Data excerpts:

>> start

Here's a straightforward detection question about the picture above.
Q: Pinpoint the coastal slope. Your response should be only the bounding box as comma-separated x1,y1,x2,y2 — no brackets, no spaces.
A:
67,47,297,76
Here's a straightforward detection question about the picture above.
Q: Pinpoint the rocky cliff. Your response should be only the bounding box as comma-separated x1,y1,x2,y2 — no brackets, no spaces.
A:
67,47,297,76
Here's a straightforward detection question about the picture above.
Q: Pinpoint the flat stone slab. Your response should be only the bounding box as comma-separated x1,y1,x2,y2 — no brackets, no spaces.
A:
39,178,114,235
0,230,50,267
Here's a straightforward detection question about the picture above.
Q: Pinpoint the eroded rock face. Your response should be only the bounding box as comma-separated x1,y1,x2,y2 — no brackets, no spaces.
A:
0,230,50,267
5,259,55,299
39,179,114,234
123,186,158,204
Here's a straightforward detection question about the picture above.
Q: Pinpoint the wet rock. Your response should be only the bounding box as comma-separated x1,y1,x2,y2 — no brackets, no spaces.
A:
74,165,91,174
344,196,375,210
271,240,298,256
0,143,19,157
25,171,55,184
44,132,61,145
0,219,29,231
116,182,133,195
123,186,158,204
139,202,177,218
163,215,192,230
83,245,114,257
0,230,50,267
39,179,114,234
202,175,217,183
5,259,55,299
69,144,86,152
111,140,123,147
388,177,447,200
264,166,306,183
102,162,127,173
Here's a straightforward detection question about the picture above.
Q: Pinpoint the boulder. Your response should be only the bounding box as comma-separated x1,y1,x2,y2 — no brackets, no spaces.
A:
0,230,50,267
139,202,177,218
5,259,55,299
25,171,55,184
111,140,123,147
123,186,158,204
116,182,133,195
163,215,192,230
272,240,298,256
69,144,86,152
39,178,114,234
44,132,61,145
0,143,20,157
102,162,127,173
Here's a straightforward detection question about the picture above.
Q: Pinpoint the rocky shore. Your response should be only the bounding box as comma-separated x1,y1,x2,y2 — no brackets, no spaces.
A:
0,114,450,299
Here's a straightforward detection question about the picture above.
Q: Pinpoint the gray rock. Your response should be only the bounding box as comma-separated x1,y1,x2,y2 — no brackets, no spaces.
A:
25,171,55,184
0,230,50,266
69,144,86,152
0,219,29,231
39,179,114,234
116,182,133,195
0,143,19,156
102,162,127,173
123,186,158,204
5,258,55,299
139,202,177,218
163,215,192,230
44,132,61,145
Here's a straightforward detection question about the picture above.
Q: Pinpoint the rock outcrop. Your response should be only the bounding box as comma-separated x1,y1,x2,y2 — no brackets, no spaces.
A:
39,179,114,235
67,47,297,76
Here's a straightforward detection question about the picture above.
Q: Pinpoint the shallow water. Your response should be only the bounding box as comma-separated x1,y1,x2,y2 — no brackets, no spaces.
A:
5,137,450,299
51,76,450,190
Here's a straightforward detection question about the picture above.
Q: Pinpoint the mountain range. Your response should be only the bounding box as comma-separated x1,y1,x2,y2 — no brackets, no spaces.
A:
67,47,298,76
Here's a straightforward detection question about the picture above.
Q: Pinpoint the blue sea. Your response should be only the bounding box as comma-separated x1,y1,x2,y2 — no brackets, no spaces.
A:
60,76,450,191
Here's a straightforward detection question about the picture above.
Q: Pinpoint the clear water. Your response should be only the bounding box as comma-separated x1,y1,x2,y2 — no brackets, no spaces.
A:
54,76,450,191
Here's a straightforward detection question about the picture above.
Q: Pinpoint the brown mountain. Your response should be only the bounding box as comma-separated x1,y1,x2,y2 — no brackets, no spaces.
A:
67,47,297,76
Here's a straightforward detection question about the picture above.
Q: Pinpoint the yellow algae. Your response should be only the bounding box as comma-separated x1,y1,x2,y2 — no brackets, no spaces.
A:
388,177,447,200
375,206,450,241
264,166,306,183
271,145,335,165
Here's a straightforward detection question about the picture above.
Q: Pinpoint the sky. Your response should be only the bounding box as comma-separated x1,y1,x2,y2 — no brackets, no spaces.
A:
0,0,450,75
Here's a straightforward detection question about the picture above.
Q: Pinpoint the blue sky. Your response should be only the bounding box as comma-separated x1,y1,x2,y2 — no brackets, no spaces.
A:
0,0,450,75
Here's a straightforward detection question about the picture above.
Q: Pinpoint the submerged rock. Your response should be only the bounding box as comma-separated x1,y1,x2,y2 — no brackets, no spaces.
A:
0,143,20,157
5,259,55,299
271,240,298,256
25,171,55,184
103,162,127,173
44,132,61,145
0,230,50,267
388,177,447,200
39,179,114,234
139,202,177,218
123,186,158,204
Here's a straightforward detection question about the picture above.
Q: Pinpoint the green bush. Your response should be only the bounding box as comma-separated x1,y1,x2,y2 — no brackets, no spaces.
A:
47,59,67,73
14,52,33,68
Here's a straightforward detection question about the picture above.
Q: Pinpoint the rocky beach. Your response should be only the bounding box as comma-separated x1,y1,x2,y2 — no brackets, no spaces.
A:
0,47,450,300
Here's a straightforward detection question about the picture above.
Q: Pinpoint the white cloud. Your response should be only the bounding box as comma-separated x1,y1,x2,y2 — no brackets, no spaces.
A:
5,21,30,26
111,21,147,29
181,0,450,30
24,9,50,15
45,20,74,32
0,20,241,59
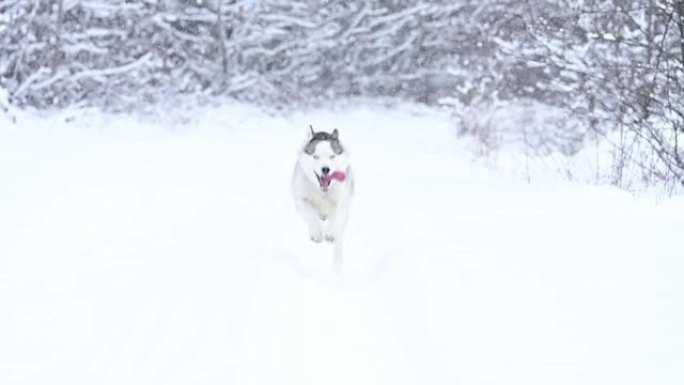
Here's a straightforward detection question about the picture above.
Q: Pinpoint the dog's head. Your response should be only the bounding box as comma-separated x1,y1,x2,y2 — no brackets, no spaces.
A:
299,126,349,191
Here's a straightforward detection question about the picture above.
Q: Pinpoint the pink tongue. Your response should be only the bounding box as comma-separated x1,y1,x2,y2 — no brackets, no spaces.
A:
321,175,332,188
321,171,347,188
332,171,347,182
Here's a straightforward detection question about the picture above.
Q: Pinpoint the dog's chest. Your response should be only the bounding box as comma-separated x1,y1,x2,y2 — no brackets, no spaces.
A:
304,194,337,219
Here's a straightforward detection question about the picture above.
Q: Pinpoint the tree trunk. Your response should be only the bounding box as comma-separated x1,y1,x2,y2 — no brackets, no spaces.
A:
52,0,64,73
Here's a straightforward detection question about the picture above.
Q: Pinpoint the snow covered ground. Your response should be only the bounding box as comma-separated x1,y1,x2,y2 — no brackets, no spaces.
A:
0,106,684,385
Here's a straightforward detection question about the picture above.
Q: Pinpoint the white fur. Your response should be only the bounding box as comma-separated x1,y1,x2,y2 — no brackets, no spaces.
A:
292,132,354,244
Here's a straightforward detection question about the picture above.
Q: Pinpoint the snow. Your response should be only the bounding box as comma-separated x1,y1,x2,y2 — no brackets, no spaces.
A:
0,106,684,385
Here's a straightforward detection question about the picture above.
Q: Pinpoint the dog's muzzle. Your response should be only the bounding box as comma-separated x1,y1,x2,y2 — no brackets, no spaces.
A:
316,171,347,191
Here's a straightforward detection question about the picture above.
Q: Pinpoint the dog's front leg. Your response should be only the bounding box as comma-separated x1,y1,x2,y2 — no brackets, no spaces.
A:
297,199,323,243
325,201,349,242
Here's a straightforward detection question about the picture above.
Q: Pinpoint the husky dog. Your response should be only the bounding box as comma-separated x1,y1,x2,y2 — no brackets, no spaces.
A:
292,126,354,244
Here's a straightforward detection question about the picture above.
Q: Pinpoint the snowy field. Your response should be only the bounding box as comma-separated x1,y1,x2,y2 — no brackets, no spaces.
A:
0,103,684,385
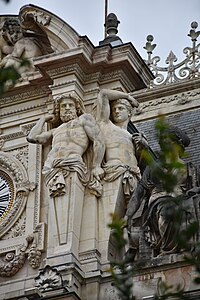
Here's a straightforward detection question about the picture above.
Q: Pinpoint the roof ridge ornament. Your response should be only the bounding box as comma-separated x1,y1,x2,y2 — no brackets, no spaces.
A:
99,13,122,46
143,22,200,87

>> end

In the listing above, find every line that contains the word "white" and copy each one in full. Case counts.

Q: Pinpoint the white cloud. Your response should be only the bounding box as comma-separated x1,y1,x2,y2 — no brackets, no spaces.
Q: Pinpoint the white fur. Your response should be only the bounding box as comma-separated x1,y1,x2,y2 — no brackets, no spaces.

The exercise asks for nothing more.